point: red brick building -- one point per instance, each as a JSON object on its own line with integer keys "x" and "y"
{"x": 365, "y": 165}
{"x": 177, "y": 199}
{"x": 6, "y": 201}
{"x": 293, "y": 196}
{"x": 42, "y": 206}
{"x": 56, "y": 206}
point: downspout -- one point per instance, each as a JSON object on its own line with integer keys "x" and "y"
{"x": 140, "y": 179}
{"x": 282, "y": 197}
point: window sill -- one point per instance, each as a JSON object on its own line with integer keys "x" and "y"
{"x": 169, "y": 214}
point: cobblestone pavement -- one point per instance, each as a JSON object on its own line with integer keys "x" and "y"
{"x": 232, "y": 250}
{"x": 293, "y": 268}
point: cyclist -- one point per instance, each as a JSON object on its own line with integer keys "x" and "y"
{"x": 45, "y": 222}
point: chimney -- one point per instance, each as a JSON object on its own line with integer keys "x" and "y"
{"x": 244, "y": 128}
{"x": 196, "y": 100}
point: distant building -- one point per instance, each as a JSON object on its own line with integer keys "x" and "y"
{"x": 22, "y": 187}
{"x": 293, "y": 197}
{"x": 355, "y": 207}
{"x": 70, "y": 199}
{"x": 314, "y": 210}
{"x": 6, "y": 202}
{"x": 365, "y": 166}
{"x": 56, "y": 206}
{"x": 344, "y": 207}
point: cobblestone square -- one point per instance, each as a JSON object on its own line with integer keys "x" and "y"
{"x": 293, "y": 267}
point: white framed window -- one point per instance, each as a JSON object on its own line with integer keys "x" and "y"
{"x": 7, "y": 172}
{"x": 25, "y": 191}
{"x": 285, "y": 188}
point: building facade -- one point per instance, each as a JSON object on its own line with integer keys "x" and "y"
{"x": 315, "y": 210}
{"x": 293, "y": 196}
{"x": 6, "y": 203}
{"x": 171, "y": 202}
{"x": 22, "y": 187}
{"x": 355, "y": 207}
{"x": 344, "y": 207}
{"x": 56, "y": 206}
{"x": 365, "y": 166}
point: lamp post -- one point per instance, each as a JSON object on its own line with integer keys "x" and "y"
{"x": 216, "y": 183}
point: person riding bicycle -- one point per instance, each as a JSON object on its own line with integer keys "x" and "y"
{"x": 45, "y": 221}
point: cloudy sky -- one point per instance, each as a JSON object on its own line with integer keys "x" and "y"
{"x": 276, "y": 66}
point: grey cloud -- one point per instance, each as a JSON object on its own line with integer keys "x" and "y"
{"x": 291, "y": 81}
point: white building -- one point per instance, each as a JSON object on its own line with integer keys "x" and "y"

━━━

### GOAL OF THE EXERCISE:
The expected answer is the lines from the one containing "point: person riding" through the end of the material, reproduced exactly with both ends kept.

### OUTPUT FOR THIS EXERCISE:
point: person riding bicycle -- one point per instance, each as a JSON object on its own line with integer keys "x" and "y"
{"x": 45, "y": 221}
point: cloudy sky -- one point per instance, each as a JSON object on its own line with integer keys "x" and "y"
{"x": 276, "y": 66}
point: grey cloud -- one point per instance, each as a JSON object on its own line with integer keys "x" and "y"
{"x": 291, "y": 81}
point: white building -- one point per instance, each as a JSON object on its own line with integer keys "x" and "y"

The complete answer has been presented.